[Supplied information Boundary: Start]
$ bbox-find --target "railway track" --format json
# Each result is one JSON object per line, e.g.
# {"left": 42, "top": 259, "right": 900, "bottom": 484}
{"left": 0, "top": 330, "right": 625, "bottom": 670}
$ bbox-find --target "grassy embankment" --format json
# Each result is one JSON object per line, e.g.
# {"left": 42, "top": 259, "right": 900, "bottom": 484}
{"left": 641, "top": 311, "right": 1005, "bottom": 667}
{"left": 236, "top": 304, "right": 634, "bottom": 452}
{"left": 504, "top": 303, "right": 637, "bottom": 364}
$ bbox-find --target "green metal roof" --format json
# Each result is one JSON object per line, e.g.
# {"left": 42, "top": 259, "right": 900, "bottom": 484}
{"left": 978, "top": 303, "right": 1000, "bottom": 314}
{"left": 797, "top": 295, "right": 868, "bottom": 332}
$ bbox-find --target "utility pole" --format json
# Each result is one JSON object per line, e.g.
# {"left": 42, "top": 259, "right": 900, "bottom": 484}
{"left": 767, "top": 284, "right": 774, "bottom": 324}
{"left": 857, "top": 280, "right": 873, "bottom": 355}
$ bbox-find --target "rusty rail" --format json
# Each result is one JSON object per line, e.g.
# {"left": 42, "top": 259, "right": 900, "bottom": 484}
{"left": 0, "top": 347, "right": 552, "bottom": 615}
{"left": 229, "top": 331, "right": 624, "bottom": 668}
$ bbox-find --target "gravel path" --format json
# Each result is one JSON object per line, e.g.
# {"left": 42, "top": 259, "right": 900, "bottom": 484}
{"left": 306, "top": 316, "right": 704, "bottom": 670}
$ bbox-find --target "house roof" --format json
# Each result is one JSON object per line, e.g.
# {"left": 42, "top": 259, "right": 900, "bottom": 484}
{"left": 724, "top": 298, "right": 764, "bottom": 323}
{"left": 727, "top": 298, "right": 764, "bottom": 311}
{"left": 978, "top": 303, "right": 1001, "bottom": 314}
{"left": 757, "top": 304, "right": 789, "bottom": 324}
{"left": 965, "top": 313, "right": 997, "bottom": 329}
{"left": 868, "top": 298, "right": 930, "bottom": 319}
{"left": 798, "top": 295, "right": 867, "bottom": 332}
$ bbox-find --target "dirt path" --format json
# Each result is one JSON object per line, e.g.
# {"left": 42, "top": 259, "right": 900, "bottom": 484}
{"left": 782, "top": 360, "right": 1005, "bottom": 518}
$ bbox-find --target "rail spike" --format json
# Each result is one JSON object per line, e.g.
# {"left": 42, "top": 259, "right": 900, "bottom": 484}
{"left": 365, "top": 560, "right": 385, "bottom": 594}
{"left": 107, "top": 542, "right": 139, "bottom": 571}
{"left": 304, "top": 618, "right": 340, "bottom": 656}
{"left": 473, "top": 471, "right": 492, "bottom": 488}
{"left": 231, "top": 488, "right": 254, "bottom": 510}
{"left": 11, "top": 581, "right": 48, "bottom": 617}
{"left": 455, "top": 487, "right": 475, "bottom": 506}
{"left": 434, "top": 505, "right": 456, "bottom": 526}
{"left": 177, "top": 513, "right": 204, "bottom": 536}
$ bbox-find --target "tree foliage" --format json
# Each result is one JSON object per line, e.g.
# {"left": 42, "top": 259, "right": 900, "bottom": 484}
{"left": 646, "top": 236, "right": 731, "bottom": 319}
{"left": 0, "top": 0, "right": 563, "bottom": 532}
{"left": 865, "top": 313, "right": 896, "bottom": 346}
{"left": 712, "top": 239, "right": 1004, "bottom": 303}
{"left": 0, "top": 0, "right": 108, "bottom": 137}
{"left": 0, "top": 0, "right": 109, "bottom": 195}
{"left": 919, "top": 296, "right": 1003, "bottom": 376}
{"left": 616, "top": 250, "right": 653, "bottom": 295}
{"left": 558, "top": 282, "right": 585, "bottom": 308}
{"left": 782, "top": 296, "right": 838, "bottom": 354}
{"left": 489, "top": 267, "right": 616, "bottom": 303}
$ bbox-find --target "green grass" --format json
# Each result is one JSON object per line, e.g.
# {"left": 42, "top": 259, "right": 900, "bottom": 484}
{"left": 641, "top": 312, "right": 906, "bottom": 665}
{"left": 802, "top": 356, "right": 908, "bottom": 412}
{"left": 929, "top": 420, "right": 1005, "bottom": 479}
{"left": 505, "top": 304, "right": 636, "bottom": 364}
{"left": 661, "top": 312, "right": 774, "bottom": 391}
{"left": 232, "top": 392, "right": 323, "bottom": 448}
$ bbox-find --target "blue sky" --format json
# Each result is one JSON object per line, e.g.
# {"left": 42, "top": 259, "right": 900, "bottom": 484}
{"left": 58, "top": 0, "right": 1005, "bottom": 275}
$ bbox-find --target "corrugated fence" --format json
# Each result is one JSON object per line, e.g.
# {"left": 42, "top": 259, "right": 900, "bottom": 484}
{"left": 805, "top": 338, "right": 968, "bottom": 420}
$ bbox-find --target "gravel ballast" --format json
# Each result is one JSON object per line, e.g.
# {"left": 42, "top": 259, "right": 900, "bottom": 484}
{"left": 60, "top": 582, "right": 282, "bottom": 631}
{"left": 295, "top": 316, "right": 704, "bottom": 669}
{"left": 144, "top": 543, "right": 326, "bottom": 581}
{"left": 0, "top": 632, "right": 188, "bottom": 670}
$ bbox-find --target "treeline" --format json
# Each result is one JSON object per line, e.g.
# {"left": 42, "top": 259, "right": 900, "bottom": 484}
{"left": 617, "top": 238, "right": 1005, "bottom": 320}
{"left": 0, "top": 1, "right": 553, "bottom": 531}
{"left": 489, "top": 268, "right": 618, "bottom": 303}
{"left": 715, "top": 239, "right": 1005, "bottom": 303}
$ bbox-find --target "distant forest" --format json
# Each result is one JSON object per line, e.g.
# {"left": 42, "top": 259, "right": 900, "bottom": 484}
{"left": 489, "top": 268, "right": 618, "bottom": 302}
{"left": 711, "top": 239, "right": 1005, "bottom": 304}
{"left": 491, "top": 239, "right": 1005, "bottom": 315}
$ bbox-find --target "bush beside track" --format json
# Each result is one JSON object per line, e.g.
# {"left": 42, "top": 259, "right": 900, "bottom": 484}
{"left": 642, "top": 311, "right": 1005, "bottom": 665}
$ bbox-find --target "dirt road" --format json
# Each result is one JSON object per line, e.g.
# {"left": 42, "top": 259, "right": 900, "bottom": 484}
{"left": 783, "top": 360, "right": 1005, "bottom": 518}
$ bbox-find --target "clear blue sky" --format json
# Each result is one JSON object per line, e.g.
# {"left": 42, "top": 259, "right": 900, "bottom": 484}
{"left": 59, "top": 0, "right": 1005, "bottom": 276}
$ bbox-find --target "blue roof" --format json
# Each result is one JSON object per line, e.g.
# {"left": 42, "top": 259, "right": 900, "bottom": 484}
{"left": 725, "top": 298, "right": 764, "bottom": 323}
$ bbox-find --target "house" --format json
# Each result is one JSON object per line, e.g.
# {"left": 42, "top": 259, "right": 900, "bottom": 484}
[Supplied information Boundary: End]
**Work instruction**
Reproduce every entry above so that each one matches its source exactly.

**Result**
$ bbox-find --target "railway track" --format json
# Each result is one JSON object per line, e.g.
# {"left": 42, "top": 259, "right": 900, "bottom": 484}
{"left": 0, "top": 330, "right": 625, "bottom": 670}
$ bbox-find --target "grassy embankment" --format json
# Each result is one JSON object per line, e.g.
# {"left": 42, "top": 259, "right": 900, "bottom": 484}
{"left": 641, "top": 311, "right": 1005, "bottom": 667}
{"left": 236, "top": 304, "right": 634, "bottom": 452}
{"left": 504, "top": 303, "right": 637, "bottom": 364}
$ bbox-find --target "green metal roof" --format json
# Each result is one JSON object per line, e.g.
# {"left": 42, "top": 259, "right": 900, "bottom": 484}
{"left": 978, "top": 303, "right": 1000, "bottom": 314}
{"left": 797, "top": 295, "right": 868, "bottom": 332}
$ bbox-find --target "utility pole" --format json
# Each result is one JSON object per line, e.g.
# {"left": 42, "top": 259, "right": 900, "bottom": 484}
{"left": 767, "top": 284, "right": 774, "bottom": 324}
{"left": 857, "top": 280, "right": 873, "bottom": 355}
$ bbox-find --target "rusty rail" --format json
# Each result is one JSON object per line, e.g.
# {"left": 42, "top": 259, "right": 900, "bottom": 484}
{"left": 0, "top": 347, "right": 552, "bottom": 615}
{"left": 229, "top": 331, "right": 624, "bottom": 668}
$ bbox-find --target "gravel path" --format json
# Each result is one JSON object per line, e.g.
# {"left": 42, "top": 259, "right": 900, "bottom": 484}
{"left": 306, "top": 316, "right": 704, "bottom": 670}
$ bbox-find --target "house roof" --format json
# Each result is one JSON object per line, e.g.
# {"left": 42, "top": 259, "right": 900, "bottom": 484}
{"left": 724, "top": 298, "right": 764, "bottom": 323}
{"left": 727, "top": 298, "right": 764, "bottom": 311}
{"left": 978, "top": 303, "right": 1001, "bottom": 314}
{"left": 757, "top": 304, "right": 789, "bottom": 324}
{"left": 965, "top": 313, "right": 997, "bottom": 329}
{"left": 868, "top": 298, "right": 930, "bottom": 319}
{"left": 798, "top": 295, "right": 867, "bottom": 332}
$ bbox-find --target "dirt path" --format json
# Each result is one JSON object per line, e.g.
# {"left": 42, "top": 259, "right": 900, "bottom": 484}
{"left": 782, "top": 360, "right": 1005, "bottom": 518}
$ bbox-find --target "rail spike" --format json
# Each result is one JSON object per line, e.g.
# {"left": 42, "top": 259, "right": 900, "bottom": 484}
{"left": 365, "top": 560, "right": 385, "bottom": 594}
{"left": 107, "top": 542, "right": 139, "bottom": 571}
{"left": 304, "top": 618, "right": 340, "bottom": 656}
{"left": 473, "top": 471, "right": 492, "bottom": 488}
{"left": 231, "top": 488, "right": 254, "bottom": 510}
{"left": 11, "top": 581, "right": 48, "bottom": 617}
{"left": 455, "top": 487, "right": 475, "bottom": 506}
{"left": 434, "top": 505, "right": 456, "bottom": 526}
{"left": 177, "top": 513, "right": 204, "bottom": 536}
$ bbox-find --target "tree foliage" --format json
# Each result is one JSON object per line, e.g.
# {"left": 42, "top": 259, "right": 900, "bottom": 484}
{"left": 646, "top": 236, "right": 731, "bottom": 319}
{"left": 0, "top": 0, "right": 563, "bottom": 532}
{"left": 865, "top": 313, "right": 896, "bottom": 346}
{"left": 712, "top": 239, "right": 1004, "bottom": 303}
{"left": 0, "top": 0, "right": 108, "bottom": 137}
{"left": 0, "top": 0, "right": 109, "bottom": 195}
{"left": 919, "top": 296, "right": 1003, "bottom": 376}
{"left": 616, "top": 250, "right": 653, "bottom": 295}
{"left": 558, "top": 282, "right": 585, "bottom": 308}
{"left": 782, "top": 296, "right": 838, "bottom": 354}
{"left": 489, "top": 267, "right": 616, "bottom": 303}
$ bbox-find --target "green grass" --format json
# Each result is one JSON object per line, e.g.
# {"left": 42, "top": 259, "right": 900, "bottom": 484}
{"left": 641, "top": 312, "right": 906, "bottom": 665}
{"left": 802, "top": 356, "right": 908, "bottom": 412}
{"left": 929, "top": 420, "right": 1005, "bottom": 479}
{"left": 505, "top": 304, "right": 636, "bottom": 364}
{"left": 661, "top": 312, "right": 774, "bottom": 391}
{"left": 232, "top": 392, "right": 323, "bottom": 448}
$ bbox-find --target "blue sky" --format json
# Each result is one JSON object per line, e.g.
# {"left": 42, "top": 259, "right": 900, "bottom": 484}
{"left": 58, "top": 0, "right": 1005, "bottom": 275}
$ bbox-find --target "corrugated fence" --format json
# Each result is one JSON object per line, e.g.
# {"left": 42, "top": 259, "right": 900, "bottom": 484}
{"left": 805, "top": 338, "right": 968, "bottom": 420}
$ bbox-find --target "gravel ballast" --format json
# Each result is one JSON object per line, e.g.
# {"left": 42, "top": 259, "right": 900, "bottom": 484}
{"left": 60, "top": 582, "right": 282, "bottom": 631}
{"left": 295, "top": 316, "right": 704, "bottom": 669}
{"left": 144, "top": 543, "right": 326, "bottom": 581}
{"left": 0, "top": 632, "right": 188, "bottom": 670}
$ bbox-find --target "treeline" --format json
# Each result is one JSON object per line, e.g.
# {"left": 42, "top": 259, "right": 900, "bottom": 484}
{"left": 617, "top": 238, "right": 1005, "bottom": 320}
{"left": 0, "top": 1, "right": 553, "bottom": 531}
{"left": 489, "top": 268, "right": 618, "bottom": 303}
{"left": 715, "top": 239, "right": 1005, "bottom": 303}
$ bbox-find --target "distant forest" --format json
# Each result is one JSON object per line, e.g.
# {"left": 42, "top": 259, "right": 900, "bottom": 484}
{"left": 489, "top": 268, "right": 618, "bottom": 302}
{"left": 711, "top": 239, "right": 1005, "bottom": 304}
{"left": 491, "top": 239, "right": 1005, "bottom": 315}
$ bbox-find --target "bush beside track" --format json
# Each result is one JSON object per line, e.g.
# {"left": 42, "top": 259, "right": 900, "bottom": 484}
{"left": 642, "top": 311, "right": 1005, "bottom": 665}
$ bbox-find --target "dirt road" --format json
# Each result is one JSON object per line, e.g.
# {"left": 42, "top": 259, "right": 900, "bottom": 484}
{"left": 783, "top": 360, "right": 1005, "bottom": 518}
$ bbox-find --target "clear blue sky" --format json
# Each result is one JSON object per line, e.g.
# {"left": 42, "top": 259, "right": 900, "bottom": 484}
{"left": 59, "top": 0, "right": 1005, "bottom": 276}
$ bbox-find --target "blue roof" --format json
# Each result is one JSON object per line, e.g.
# {"left": 42, "top": 259, "right": 900, "bottom": 484}
{"left": 725, "top": 298, "right": 764, "bottom": 323}
$ bbox-find --target "house" --format json
# Each result is one JSON object per line, e.g.
# {"left": 42, "top": 259, "right": 900, "bottom": 484}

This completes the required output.